* _Elenco delle consegne_:
**1.** Copia dal brano sull'Operazione Mare Nostrum il tratto che va da "Un’operazione militare e" fino a "sicuritarie e repressive.".
**2.** Seleziona e trascrivi ogni riga delle voci in cui compare la stringa "pole".

* _Brano proposto_:
○ ○ ○

Guerra ai Migranti e alle Migrazioni
di Antonio Mazzeo
Un’azione di
guerra dove nulla è stato lasciato al caso. Dal nome, Operazione Mare Nostrum,
a indicare la piena sovranità su uno specchio d’acqua frontiera Nord-Sud, muro
invalicabile per la moltitudine di diseredati in fuga da sanguinosi conflitti e
inauditi ecocidi. Il Comando operativo, poi, assegnato al Capo di Stato
Maggiore della Marina militare. E i mezzi aeronavali impiegati:
cacciabombardieri, elicotteri da combattimento, navi da sbarco, fregate,
sommergibili e, a bordo, i reparti d’élite delle forze armate. L’Italia torna a
fare la guerra alle migrazioni e ai migranti nel Mediterraneo, sfruttando
strumentalmente la tragedia accaduta a poche miglia da Lampedusa il 3 ottobre
2013. Allora morirono 364 tra donne, uomini e bambini senza che l’imponente
dispositivo aeronavale nazionale, Ue, NATO e extra-NATO che presidia ogni
specchio di mare, facesse alcunché per soccorrere i naufraghi.
Un’operazione militare e umanitaria, l’hanno ipocritamente
definita il Governo e lo Stato Maggiore della Difesa, rispolverando
l’espressione utilizzata per giustificare gli interventi di guerra in Bosnia,
Kosovo, Iraq, Afghanistan, Libia e Corno d’Africa ed aggirare la Costituzione e
il senso comune. “Si prevede il rafforzamento del dispositivo italiano di
sorveglianza e soccorso in alto mare già presente, finalizzato ad incrementare
il livello di sicurezza della vita umana ed il controllo dei flussi migratori”,
recita il contorto comunicato ufficiale della Presidenza del Consiglio,
mettendo insieme improbabili intenti solidaristici e le immancabili logiche
sicuritarie e repressive.

○ ○ ○

[Voci di localizzazione]
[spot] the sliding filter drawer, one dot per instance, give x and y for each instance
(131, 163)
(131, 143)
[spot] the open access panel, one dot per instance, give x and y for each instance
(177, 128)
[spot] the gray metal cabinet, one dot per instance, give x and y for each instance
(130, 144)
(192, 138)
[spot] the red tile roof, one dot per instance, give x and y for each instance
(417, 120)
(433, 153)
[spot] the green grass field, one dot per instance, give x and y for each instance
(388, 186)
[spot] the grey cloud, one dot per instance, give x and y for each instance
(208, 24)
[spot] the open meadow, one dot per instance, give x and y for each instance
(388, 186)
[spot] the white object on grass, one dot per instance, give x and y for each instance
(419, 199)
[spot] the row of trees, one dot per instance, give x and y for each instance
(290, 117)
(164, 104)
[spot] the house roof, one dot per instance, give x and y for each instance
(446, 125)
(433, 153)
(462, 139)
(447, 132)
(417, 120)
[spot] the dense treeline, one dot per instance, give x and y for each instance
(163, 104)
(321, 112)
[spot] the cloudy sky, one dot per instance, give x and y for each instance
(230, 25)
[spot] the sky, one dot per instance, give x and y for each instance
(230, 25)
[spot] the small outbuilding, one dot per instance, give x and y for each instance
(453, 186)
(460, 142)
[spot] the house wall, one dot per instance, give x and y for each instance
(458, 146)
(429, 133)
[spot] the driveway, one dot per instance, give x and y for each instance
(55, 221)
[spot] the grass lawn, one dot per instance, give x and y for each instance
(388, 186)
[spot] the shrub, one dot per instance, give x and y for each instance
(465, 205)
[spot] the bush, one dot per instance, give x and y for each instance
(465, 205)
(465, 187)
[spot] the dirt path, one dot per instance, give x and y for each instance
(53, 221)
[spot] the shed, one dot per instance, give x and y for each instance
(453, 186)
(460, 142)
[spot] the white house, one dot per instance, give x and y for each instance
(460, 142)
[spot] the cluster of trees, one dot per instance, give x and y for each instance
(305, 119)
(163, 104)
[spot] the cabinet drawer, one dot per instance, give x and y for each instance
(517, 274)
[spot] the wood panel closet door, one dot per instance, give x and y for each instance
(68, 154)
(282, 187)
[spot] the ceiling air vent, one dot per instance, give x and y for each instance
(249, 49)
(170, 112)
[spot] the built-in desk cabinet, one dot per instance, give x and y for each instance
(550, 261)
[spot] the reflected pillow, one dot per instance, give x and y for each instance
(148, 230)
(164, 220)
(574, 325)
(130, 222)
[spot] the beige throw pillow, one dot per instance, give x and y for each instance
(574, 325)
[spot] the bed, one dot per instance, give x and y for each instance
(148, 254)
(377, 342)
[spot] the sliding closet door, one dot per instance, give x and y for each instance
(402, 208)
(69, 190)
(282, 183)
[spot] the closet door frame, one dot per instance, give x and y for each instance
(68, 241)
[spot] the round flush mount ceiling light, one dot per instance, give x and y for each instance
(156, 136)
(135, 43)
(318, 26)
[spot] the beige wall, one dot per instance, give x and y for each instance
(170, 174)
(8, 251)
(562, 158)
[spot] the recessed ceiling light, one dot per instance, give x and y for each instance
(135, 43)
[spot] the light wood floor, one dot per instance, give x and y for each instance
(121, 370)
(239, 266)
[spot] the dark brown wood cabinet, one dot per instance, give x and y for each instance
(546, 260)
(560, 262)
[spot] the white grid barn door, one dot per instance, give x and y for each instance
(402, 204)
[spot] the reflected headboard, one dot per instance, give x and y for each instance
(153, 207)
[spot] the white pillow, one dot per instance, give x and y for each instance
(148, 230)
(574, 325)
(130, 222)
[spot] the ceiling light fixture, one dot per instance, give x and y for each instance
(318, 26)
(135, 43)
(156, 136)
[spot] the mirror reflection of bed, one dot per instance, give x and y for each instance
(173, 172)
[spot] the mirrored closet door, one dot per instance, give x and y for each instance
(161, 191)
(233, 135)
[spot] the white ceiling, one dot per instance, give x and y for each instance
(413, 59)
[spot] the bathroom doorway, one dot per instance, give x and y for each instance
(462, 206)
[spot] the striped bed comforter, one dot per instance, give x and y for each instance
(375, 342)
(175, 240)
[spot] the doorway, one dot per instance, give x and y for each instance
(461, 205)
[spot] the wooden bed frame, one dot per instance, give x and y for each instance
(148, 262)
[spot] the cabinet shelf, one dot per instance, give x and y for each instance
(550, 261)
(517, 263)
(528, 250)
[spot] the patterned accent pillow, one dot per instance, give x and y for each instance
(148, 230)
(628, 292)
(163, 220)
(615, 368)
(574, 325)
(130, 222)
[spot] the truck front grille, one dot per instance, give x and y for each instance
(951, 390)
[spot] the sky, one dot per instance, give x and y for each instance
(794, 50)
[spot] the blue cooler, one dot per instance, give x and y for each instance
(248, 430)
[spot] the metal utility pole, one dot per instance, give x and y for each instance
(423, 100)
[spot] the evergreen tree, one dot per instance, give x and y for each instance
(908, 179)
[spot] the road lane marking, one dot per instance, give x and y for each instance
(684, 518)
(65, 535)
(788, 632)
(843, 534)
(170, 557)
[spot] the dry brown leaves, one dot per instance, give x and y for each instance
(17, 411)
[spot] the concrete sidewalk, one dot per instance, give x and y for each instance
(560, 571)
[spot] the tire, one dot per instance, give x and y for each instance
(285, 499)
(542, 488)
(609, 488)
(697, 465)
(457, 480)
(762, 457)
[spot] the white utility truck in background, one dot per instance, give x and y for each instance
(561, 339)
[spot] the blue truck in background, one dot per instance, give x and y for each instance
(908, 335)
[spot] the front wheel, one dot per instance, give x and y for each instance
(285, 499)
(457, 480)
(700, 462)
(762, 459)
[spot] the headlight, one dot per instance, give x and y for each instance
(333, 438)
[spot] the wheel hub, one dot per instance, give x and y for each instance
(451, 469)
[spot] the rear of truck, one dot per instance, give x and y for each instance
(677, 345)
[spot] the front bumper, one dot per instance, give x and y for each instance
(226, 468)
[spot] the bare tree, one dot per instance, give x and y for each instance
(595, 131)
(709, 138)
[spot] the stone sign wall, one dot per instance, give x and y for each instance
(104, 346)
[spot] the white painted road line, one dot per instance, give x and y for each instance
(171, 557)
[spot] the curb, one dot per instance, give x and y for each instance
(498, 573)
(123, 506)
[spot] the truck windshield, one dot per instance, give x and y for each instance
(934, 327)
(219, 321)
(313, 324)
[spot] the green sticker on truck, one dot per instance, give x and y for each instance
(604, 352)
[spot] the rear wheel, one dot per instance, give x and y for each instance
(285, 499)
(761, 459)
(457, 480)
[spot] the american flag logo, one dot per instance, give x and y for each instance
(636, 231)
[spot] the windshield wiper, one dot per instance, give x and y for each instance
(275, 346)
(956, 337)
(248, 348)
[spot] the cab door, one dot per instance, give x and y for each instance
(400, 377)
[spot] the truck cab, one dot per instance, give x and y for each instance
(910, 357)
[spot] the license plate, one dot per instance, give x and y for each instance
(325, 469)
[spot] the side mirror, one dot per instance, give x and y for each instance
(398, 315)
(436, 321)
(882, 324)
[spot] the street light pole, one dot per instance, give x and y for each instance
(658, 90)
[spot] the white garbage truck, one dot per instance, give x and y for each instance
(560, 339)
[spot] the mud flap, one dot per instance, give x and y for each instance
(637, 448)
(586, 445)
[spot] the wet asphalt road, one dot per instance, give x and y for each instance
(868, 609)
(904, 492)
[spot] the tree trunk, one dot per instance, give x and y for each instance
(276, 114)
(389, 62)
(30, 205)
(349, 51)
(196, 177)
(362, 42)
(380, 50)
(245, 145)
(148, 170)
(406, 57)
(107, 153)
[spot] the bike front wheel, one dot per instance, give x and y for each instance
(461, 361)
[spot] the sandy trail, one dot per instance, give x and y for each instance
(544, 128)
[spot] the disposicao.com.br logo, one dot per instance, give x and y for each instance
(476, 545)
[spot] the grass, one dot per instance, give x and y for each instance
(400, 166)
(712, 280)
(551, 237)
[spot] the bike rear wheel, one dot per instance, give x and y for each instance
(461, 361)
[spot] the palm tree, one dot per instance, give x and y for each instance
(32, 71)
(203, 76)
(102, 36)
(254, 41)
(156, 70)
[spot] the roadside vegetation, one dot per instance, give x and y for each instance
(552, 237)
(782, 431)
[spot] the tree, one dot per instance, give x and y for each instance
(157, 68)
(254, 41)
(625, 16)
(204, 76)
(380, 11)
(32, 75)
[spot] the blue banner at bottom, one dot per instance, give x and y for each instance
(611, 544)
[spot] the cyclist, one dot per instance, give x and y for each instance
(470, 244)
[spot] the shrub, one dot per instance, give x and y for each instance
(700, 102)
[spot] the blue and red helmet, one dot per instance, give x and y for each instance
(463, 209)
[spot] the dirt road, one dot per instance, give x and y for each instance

○ ○ ○

* _Risposte per consegna_:
**1.**
Un’operazione militare e umanitaria, l’hanno ipocritamente
definita il Governo e lo Stato Maggiore della Difesa, rispolverando
l’espressione utilizzata per giustificare gli interventi di guerra in Bosnia,
Kosovo, Iraq, Afghanistan, Libia e Corno d’Africa ed aggirare la Costituzione e
il senso comune. “Si prevede il rafforzamento del dispositivo italiano di
sorveglianza e soccorso in alto mare già presente, finalizzato ad incrementare
il livello di sicurezza della vita umana ed il controllo dei flussi migratori”,
recita il contorto comunicato ufficiale della Presidenza del Consiglio,
mettendo insieme improbabili intenti solidaristici e le immancabili logiche
sicuritarie e repressive.

**2.**
[spot] the metal utility pole, one dot per instance, give x and y for each instance
[spot] the street light pole, one dot per instance, give x and y for each instance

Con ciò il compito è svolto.